→ REQUEST 1
Set down the passage of the Charlie Munger quotations from "If you don’t" up to and including "lot of them.".
→ REQUEST 2
In the Charlie Munger quotations, render this sentence in Spanish: "The safest way to try to get what you want is to try to deserve what you want."
→ REQUEST 3
Extend the Charlie Munger quotations past their final line.

━━━━━ SOURCE ━━━━━

If you don’t allow for self-serving bias in the conduct of others, you are, again, a fool.
—Charlie Munger
It’s just so useful dealing with people you can trust and getting all the others the hell out of your life. It ought to be taught as a catechism. … Wise people want to avoid other people who are just total rat poison, and there are a lot of them.
—Charlie Munger
The safest way to try to get what you want is to try to deserve what you want. It’s such a simple idea. It’s the golden rule. You want to deliver to the world what you would buy if you were on the other end.
—Charlie Munger
There isn’t a single formula. You need to know a lot about business and human nature and the numbers… It is unreasonable to expect that there is a magic system that will do it for you.
—Charlie Munger
If you make yourself a very reliable person and stay reliable all your life, faithfully doing whatever you engage to do, it will be very hard for you to fail at anything you want.
—Charlie Munger
If only I had the influence with my wife and children that I have in some other quarters!
—Charlie Munger
The number one idea is to view a stock as an ownership of the business and to judge the staying quality of the business in terms of its competitive advantage. Look for more value in terms of discounted future cash-flow than you are paying for. Move only when you have an advantage.
—Charlie Munger
Never, ever, think about something else when you should be thinking about the power of incentives.
—Charlie Munger
People have always had this craving to have someone tell them the future. Long ago, kings would hire people to read sheep guts. There’s always been a market for people who pretend to know the future. Listening to today’s forecasters is just as crazy as when the king hired the guy to look at the sheep guts.
—Charlie Munger
No wise pilot, no matter how great his talent and experience, fails to use his checklist.
—Charlie Munger
You’re looking for a mispriced gamble. That’s what investing is. And you have to know enough to know whether the gamble is mispriced. That’s value investing.
—Charlie Munger
People should take way less than they’re worth when they are favored by life… I would argue that when you rise high enough in American business, you’ve got a moral duty to be underpaid—not to get all that you can, but to actually be underpaid.
—Charlie Munger
I try to get rid of people who always confidently answer questions about which they don’t have any real knowledge.

━━━━━ DATA EXCERPTS ━━━━━

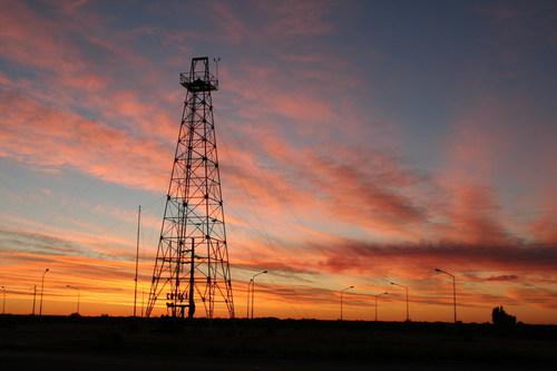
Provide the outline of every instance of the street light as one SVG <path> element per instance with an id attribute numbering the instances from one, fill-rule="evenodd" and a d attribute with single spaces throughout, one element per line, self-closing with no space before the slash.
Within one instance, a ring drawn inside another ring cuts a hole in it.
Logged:
<path id="1" fill-rule="evenodd" d="M 6 314 L 6 286 L 2 286 L 3 299 L 2 299 L 2 314 Z"/>
<path id="2" fill-rule="evenodd" d="M 455 310 L 455 323 L 457 323 L 457 280 L 456 280 L 453 274 L 450 274 L 447 271 L 436 269 L 436 272 L 437 273 L 444 273 L 452 279 L 452 306 Z"/>
<path id="3" fill-rule="evenodd" d="M 375 297 L 375 322 L 378 322 L 378 299 L 379 299 L 379 296 L 387 295 L 387 294 L 389 294 L 389 293 L 385 291 L 381 294 L 373 295 L 373 297 Z"/>
<path id="4" fill-rule="evenodd" d="M 402 287 L 407 292 L 407 322 L 410 322 L 410 307 L 409 307 L 409 304 L 408 304 L 408 286 L 400 285 L 400 284 L 398 284 L 395 282 L 391 282 L 391 285 Z"/>
<path id="5" fill-rule="evenodd" d="M 77 290 L 77 315 L 79 315 L 79 301 L 80 301 L 80 296 L 81 296 L 81 290 L 79 290 L 79 287 L 75 287 L 75 286 L 70 286 L 70 285 L 66 285 L 66 287 L 68 289 L 76 289 Z"/>
<path id="6" fill-rule="evenodd" d="M 253 319 L 253 304 L 254 304 L 254 296 L 255 296 L 255 277 L 258 276 L 260 274 L 265 274 L 267 271 L 262 271 L 260 273 L 256 273 L 252 276 L 250 280 L 250 283 L 247 284 L 247 318 L 250 318 L 250 293 L 252 294 L 252 319 Z"/>
<path id="7" fill-rule="evenodd" d="M 45 270 L 42 273 L 42 281 L 40 284 L 40 304 L 39 304 L 39 316 L 42 316 L 42 294 L 45 293 L 45 275 L 48 273 L 49 269 Z"/>
<path id="8" fill-rule="evenodd" d="M 348 291 L 350 289 L 354 289 L 354 286 L 348 286 L 348 287 L 341 290 L 341 321 L 342 321 L 342 295 L 344 294 L 345 291 Z"/>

━━━━━

→ FINAL ANSWER 1
If you don’t allow for self-serving bias in the conduct of others, you are, again, a fool.
—Charlie Munger
It’s just so useful dealing with people you can trust and getting all the others the hell out of your life. It ought to be taught as a catechism. … Wise people want to avoid other people who are just total rat poison, and there are a lot of them.

→ FINAL ANSWER 2
La forma más segura de intentar conseguir lo que quieres es intentar merecer lo que quieres.

→ FINAL ANSWER 3
—Charlie Munger
I find it quite useful to think of a free market economy—or partly free market economy—as sort of the equivalent of an ecosystem … Just as in an ecosystem, people who narrowly specialize can get terribly good at occupying some little niche. Just as animals flourish in niches, similarly, people who specialize in the business world—and get very good because they specialize—frequently find good economics that they wouldn’t get any other way.
—Charlie Munger
The best armor of old age is a well-spent life preceding it.
—Charlie Munger
Life, in part, is like a poker game, wherein you have to learn to quit sometimes when holding a much-loved hand— you must learn to handle mistakes and new facts that change the odds.
—Charlie Munger
What do you want to avoid? Such an easy answer: sloth and unreliability. If you’re unreliable it doesn’t matter what your virtues are. You’re going to crater immediately. Doing what you have faithfully engaged to do should be an automatic part of your conduct. You want to avoid sloth and unreliability.
—Charlie Munger
Over the very long term, history shows that the chances of any business surviving in a manner agreeable to a company’s owners are slim at best.
—Charlie Munger
A lot of people think if you just had more process and more compliance—checks and double checks and so forth—you could create a better result in the world. Well, Berkshire has had practically no process. We had hardly any internal auditing until they forced it on us. We just try to operate in a seamless web of deserved trust and be careful whom we trust.
—Charlie Munger
Assume life will be really tough, and then ask if you can handle it. If the answer is yes, you’ve won.
—Charlie Munger
Good character is very efficient. If you can trust people, your system can be way simpler. There’s enormous efficiency in good character and dis-efficiency in bad character.
—Charlie Munger
Like Warren, I had a considerable passion to get rich, not because I wanted Ferrari’s—I wanted the independence. I desperately wanted it.
—Charlie Munger
There is no better teacher than history in determining the future… There are answers worth billions of dollars in $30 history book.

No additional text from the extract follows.